◆ Vorliegender Text ◆
────────────────

Bleibt die Frage: Bereichert autonome Musik den Film tatsächlich in irgendeiner
Form? Wenn ja, in welcher Hinsicht? Und darüber hinaus: hat ein Zitat »seinen
Ruf weg«, seinen »Stempel«, wenn es erst einmal in einem Film verwendet
wurde?
Diese Fragen beantwortet Hans-Christian Schmidt in seinem Aufsatz »›Spiel mir das
Lied. . . ‹, ein Überblick zur Geschichte der Filmmusik« (Universitas 4 [1988] 407–421).
Seine These: Ein Zitat hat die Eigenschaft, den gesamten inhaltlichen Kontext, aus dem
es stammt, augenblicklich mitzutransportieren. Ihm haftet damit eine präzise
Verweiskraft an, eine Funktion, welche die filmische Dramaturgie um eine Aussage
bereichert. Schmidt nennt dies die »Tendenz zur semantischen Beschriftung.« Die
Kehrseite: das Zitat erhalte, so Schmidt, durch den Film seinerseits eine neue
semantische Dimension.

────────────────

◆ Bereitgestellte Daten ◆

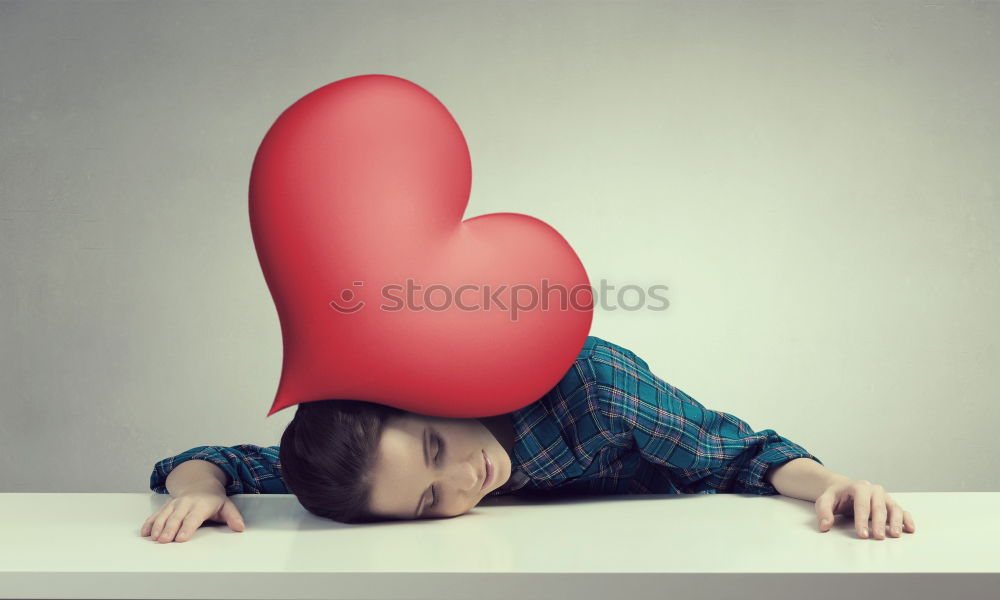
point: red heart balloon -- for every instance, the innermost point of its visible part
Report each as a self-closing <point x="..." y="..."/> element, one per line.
<point x="383" y="292"/>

────────────────

◆ Auszuführende Aufgabe ◆
Kannst du aus dem Text über Zitate in der Filmmusik die Stelle beginnend bei „Seine These: Ein“ und endend bei „semantische Dimension.“ wörtlich ausgeben?

◆ Die Antwort ◆
Seine These: Ein Zitat hat die Eigenschaft, den gesamten inhaltlichen Kontext, aus dem
es stammt, augenblicklich mitzutransportieren. Ihm haftet damit eine präzise
Verweiskraft an, eine Funktion, welche die filmische Dramaturgie um eine Aussage
bereichert. Schmidt nennt dies die »Tendenz zur semantischen Beschriftung.« Die
Kehrseite: das Zitat erhalte, so Schmidt, durch den Film seinerseits eine neue
semantische Dimension.